▶ **WHAT TO WORK ON**:
Everything in the listing below from the line containing "Q: Supply the bounding box that surrounds the green" through the line containing "Q: Supply the bounding box that surrounds the tree." must be repeated exactly; the remaining lines are not wanted.

▶ **INFORMATION**:
______

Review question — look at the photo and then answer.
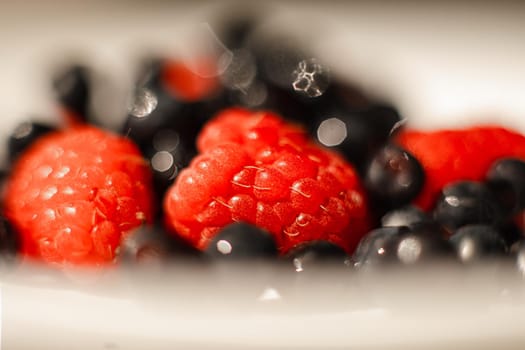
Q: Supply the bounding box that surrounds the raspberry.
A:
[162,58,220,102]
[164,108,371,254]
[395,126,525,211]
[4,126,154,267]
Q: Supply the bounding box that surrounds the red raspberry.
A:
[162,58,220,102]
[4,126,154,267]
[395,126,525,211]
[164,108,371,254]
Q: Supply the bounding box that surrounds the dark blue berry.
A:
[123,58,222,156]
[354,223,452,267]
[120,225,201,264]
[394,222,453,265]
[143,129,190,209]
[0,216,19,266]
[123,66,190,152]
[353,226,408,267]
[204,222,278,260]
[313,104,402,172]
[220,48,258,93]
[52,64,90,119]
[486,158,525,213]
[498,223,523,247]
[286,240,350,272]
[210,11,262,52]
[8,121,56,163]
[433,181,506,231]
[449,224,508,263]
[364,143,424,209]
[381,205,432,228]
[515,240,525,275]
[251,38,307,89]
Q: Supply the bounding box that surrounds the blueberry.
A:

______

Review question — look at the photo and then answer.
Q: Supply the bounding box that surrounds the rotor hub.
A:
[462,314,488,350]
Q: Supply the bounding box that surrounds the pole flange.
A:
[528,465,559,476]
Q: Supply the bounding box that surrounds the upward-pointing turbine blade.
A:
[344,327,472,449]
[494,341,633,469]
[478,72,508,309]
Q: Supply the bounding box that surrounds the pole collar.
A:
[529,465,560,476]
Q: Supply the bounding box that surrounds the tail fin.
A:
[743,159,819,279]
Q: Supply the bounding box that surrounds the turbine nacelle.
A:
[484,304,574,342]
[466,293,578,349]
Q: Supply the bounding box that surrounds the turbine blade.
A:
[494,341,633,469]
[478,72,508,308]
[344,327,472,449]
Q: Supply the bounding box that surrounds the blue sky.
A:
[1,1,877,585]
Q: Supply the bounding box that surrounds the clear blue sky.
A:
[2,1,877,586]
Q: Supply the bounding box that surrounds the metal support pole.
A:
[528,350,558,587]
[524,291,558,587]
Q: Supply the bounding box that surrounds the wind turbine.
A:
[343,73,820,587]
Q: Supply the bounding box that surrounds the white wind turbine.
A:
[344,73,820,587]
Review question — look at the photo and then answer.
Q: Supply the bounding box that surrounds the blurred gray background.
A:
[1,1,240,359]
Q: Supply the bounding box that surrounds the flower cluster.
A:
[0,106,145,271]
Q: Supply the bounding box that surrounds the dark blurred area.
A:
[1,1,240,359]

______

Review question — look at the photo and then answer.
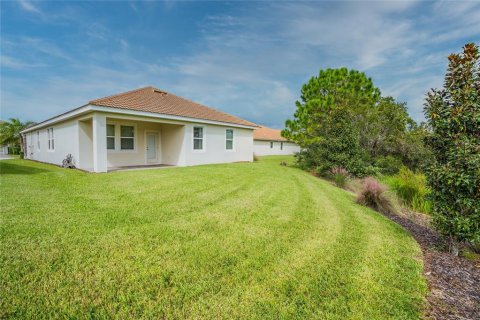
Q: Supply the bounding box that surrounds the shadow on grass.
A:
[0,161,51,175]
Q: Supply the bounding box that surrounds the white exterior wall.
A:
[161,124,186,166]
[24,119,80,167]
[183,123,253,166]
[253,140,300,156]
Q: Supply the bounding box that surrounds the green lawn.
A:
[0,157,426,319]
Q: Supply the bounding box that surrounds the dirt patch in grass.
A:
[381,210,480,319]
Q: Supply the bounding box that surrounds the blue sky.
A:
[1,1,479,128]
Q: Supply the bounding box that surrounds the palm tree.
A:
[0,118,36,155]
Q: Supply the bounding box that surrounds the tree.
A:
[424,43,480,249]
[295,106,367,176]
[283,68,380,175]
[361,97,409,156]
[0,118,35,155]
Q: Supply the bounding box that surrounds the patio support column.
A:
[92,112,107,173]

______

▶ **RESPONSE BELOW**:
Q: Supply the bounding box that surrounds the green lawn.
A:
[0,157,426,319]
Q: Supply the bounding box that surrounds the dirt patch in grass.
A:
[381,210,480,319]
Q: Supply the bounding box that surrounds the blue sky.
A:
[1,1,479,128]
Q: Supply the bounding box that surrounds the palm tree.
A:
[0,118,36,155]
Q: Supply the bounding box that surrounds the tree.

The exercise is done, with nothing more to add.